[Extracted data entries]
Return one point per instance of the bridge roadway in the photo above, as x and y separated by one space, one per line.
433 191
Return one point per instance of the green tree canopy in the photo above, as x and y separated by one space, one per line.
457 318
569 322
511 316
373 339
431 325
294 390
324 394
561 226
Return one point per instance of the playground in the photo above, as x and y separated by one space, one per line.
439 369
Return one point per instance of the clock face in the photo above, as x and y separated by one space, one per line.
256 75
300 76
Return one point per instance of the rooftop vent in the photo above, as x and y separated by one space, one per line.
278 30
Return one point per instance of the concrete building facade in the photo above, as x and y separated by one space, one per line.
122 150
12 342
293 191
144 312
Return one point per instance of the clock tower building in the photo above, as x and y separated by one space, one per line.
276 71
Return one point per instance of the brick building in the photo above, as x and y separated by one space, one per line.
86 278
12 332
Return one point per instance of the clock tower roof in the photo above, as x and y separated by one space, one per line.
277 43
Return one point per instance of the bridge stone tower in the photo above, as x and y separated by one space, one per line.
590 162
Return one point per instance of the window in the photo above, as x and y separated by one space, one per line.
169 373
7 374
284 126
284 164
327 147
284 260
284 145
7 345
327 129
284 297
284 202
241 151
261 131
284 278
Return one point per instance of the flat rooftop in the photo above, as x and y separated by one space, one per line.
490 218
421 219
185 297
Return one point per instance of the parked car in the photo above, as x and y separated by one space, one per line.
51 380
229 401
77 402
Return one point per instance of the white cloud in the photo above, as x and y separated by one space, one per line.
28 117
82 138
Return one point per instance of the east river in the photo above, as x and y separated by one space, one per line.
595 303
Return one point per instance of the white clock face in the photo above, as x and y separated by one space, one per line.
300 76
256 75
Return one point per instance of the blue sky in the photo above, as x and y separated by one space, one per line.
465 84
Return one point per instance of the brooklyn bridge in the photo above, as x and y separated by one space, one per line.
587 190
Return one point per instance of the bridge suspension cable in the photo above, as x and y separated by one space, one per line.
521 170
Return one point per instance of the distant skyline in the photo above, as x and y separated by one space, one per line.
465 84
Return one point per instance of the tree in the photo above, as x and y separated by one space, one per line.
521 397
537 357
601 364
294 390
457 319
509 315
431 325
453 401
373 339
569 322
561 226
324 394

*REQUIREMENT:*
Write out exactly the lines from the one with "Return one point per instance of the tree" through the end of the records above, both ends included, and leave out all other lines.

*EXERCISE RESULT:*
Return one point per instance of the tree in the photo above, as x and y separated by one space, one per line.
521 397
537 357
601 364
294 390
457 319
509 315
431 325
453 401
373 339
569 322
561 226
324 394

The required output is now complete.